Provided text:
• • • •
Thursday, 21 January 2016

He who gets the last word. . . sometimes loses out.

He who gets the last word sometimes loses out, as a tombstone in Monmouth illustrates.

Mrs Murr died in 1820 and paid the stonemason to put this on her tomb.

‘Ye, who possess the brightest charms of life,
A tender friend, a kind indulgent wife,
Oh, learn their worth!
In her beneath this stone,
These pleasant attributes shone,
Was not true happiness with them combined?
Ask the spoiled being she’s left behind.’
The ‘spoiled being,’ her husband, died a few years later but there was insufficient space on the headstone for anything but this: ‘He’s gone, too.’


 Almost as good as the comedian Spike Milligan's headstone: 'I told you I was sick.' Do you have any favourites or ideas for your own? :)

Friday, 15 January 2016

'Himmler's Rasputin'



The third book in my trilogy The Gift is based like the other two in the Interwar years. The research has been almost as much fun as the writing. Sometimes more fun when inspiration flags. But for anyone seeking material, search no further than the interwar years.

The period is weird for so many reasons. It makes Robert E Howard appear relatively mainstream.
 Where do you begin? Who or what do you select? An obvious contender is Karl Maria Wiligut, nicknamed ‘Himmler’s Rasputin.’ Born in Vienna in 1886 Wiligut began an orthodox military career with considerable success.

The weirdness set in whilst stationed at Znaim in Moravia. There he became fascinated by prehistoric menhir — to the layperson, a bunch of stones — and began delving into Ariosophy, a relatively new moment that dabbled in the occult and the potent myth of Aryan Supremacy. Sometime after 1908 he joined the Order of the New Templars where he told startled members that he had intimate knowledge of Rune and had been entrusted with family secrets by his grandfather. Now at last the secrets were to be divulged:

Karl Wiligut was the last descendant of a long line of German sages, the Uiligotis of the Asa-Uana-Sippe, dating back to prehistoric times. As a result he was able to recall the history of his tribe over thousands of years by virtue of his ancestral-clairvoyant memory.

According to Wiligut Germany was originally settled in 228,000 B.C by survivors of Atlantis, and that his family originated in the magical city of Arual-Joruvallas (present day Goslar). He insisted that the events of the New Testament had taken place in Germany not Palestine, and that Jesus Christ, far from being the son of God was an avatar called Krist, founder of the Irminist religion in 12,500 B.C. The Wiligut family were Irminist sages, driven into the wildnerness by rival sorcerers in 1,200 B.C.

World War I interrupted the dreaming and Wilgut resumed his military career. Defeat saw him lost in bitterness, the feeling that Germany and Austria had been betrayed and that salvation lay in a new and stronger German empire. In 1924 he was committed to the Salzburg mental asylum where he was certified insane. He remained there until his release in 1927.

Five years later, secret voices told him to leave Austria for Germany and he settled in Munich. A disciple introduced the elderly sorcerer to Heinrich Himmler who fell under his spell.
• • • •
Dataset records:

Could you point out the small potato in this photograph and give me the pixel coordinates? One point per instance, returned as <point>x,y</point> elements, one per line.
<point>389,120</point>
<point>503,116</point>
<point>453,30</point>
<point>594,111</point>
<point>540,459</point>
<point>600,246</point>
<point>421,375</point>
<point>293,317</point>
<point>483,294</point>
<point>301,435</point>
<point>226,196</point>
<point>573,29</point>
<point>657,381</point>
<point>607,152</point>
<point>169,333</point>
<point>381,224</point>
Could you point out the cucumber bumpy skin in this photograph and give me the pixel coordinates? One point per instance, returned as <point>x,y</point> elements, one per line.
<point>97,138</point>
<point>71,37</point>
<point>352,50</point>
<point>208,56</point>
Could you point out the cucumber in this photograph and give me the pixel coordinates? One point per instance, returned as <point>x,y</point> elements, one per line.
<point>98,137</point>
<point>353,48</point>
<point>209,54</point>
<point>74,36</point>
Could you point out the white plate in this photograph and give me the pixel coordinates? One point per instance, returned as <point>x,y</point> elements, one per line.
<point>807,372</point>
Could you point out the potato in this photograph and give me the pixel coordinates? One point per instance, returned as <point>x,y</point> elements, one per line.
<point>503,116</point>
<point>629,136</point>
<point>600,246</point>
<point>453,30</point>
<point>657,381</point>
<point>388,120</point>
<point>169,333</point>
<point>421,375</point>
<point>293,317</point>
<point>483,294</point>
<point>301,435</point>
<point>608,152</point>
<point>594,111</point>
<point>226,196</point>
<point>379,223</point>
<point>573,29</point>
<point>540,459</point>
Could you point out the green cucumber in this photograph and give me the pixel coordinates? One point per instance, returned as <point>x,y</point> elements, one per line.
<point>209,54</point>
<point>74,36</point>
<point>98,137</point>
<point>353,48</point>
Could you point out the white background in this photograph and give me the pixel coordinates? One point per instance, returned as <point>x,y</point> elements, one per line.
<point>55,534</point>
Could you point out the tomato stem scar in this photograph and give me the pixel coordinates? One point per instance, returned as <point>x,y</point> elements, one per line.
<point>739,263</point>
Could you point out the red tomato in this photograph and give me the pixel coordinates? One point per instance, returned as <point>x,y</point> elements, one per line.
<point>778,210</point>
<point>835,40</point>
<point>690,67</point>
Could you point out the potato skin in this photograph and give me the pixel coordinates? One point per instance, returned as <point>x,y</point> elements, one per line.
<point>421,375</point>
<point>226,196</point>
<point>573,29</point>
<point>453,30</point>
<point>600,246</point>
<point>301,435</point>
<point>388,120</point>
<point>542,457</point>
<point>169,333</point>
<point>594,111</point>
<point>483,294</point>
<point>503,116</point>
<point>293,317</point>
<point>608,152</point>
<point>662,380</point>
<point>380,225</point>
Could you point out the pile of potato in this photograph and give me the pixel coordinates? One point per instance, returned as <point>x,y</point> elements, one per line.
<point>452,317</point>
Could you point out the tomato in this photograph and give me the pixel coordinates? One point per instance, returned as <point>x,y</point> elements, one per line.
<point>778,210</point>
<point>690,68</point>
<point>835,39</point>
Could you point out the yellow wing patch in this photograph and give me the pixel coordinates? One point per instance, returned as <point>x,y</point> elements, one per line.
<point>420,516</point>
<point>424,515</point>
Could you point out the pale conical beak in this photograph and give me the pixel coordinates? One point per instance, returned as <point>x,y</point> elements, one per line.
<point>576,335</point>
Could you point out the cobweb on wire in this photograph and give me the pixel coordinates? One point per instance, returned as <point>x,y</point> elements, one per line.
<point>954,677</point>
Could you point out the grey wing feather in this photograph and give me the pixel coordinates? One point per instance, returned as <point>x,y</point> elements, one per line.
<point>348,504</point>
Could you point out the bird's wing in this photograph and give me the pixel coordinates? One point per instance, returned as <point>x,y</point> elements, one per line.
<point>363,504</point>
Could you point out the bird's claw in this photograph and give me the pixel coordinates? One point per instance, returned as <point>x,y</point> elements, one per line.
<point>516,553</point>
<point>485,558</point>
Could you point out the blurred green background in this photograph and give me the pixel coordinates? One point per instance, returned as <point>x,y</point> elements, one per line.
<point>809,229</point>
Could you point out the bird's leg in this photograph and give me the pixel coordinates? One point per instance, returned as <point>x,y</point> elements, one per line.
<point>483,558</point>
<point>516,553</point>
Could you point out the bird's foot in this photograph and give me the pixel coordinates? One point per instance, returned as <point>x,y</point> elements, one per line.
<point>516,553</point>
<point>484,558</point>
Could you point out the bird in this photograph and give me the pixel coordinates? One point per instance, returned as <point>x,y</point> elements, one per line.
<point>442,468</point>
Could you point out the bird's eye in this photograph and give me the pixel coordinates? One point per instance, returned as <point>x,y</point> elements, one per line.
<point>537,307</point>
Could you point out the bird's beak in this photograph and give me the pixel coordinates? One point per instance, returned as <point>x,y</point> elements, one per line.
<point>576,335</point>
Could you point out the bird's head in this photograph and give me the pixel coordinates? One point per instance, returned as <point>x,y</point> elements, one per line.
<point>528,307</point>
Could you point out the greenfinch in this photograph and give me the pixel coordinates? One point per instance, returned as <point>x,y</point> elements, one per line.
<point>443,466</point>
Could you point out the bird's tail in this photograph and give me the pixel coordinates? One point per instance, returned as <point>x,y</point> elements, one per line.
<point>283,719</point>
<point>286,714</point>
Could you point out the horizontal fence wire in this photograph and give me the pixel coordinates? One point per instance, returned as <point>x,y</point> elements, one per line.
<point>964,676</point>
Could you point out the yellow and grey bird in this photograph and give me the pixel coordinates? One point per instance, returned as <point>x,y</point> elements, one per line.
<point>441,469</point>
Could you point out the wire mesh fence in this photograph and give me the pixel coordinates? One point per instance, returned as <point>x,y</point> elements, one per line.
• • • •
Tasks:
A: Answer these questions using the blog post:
(i) In what year did Mrs Murr die?
(ii) What does the blog post give as Spike Milligan's headstone inscription?
(iii) In which mental asylum was Wiligut certified insane in 1924?
B: Reproduce the blog post word for word, starting at "The third book" and ending at "appear relatively mainstream.".
C: According to the blog post, why did the husband's part of the headstone say only "He's gone, too"?

Answers for the tasks:
A:
(i) 1820
(ii) 'I told you I was sick.'
(iii) The Salzburg mental asylum

B:
The third book in my trilogy The Gift is based like the other two in the Interwar years. The research has been almost as much fun as the writing. Sometimes more fun when inspiration flags. But for anyone seeking material, search no further than the interwar years.

The period is weird for so many reasons. It makes Robert E Howard appear relatively mainstream.

C: There was not enough space left on the headstone for anything more.